┌─ Extracted text

Writer/director Brwa Vahabpour’s debut feature touches on classic fish-out-of-water immigrant comedy tropes. Uncle Jens has a DVD, and his way of haggling with the locals to get a good price on a player preys on those famous Scandivanian manners. He stubbornly guilts a “yellow haired” guy into accepting a much lower price, and Akam is appalled.

Norwegian tolerance is tested further as Akam shares this three bedroom flat with Stian (Magnus B. Bjørlo Lysbakken) and yoga-obsessed Pernille (Theresa Frostad Eggesbø), who are young enough to bend over backwards about “How long is he staying?” and other inconveniences “Jens” presents to their routine and practices.

“Cultural differences” is all it takes to make them back down at every fresh violation of their roommate agreement.

Challenged by all he doesn’t know about his culture and heritage, dragged into meals at an Iranian restaurant, where politics and duty to his fellow countrymen — Kurdish or not — is hotly debated, Akam comes to resent Khdr and suspect him of getting into the country by means that could get him into undeserved trouble.

└─
┌─ Information provided

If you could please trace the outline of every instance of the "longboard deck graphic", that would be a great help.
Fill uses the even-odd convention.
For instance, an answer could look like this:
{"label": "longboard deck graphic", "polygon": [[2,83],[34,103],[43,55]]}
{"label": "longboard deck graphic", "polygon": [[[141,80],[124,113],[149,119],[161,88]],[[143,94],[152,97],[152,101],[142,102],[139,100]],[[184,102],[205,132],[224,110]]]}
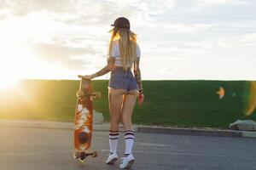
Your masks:
{"label": "longboard deck graphic", "polygon": [[90,150],[92,138],[93,105],[99,99],[99,92],[92,93],[91,81],[82,78],[77,92],[77,105],[74,116],[74,158],[84,162],[88,156],[96,157],[96,151]]}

└─

■ **Challenges**
a - Which phrases does the film review place in quotation marks? List every one.
b - Which roommate does the film review describe as yoga-obsessed?
c - Rewrite the film review's passage starting at "Writer/director Brwa Vahabpour’s" and ending at "Akam is appalled.", changing "haggling" to "bargaining".

■ **Answers for the tasks**
a -
"yellow haired"
"How long is he staying?"
"Jens"
"Cultural differences"

b - Pernille (Theresa Frostad Eggesbø).

c -
Writer/director Brwa Vahabpour’s debut feature touches on classic fish-out-of-water immigrant comedy tropes. Uncle Jens has a DVD, and his way of bargaining with the locals to get a good price on a player preys on those famous Scandivanian manners. He stubbornly guilts a “yellow haired” guy into accepting a much lower price, and Akam is appalled.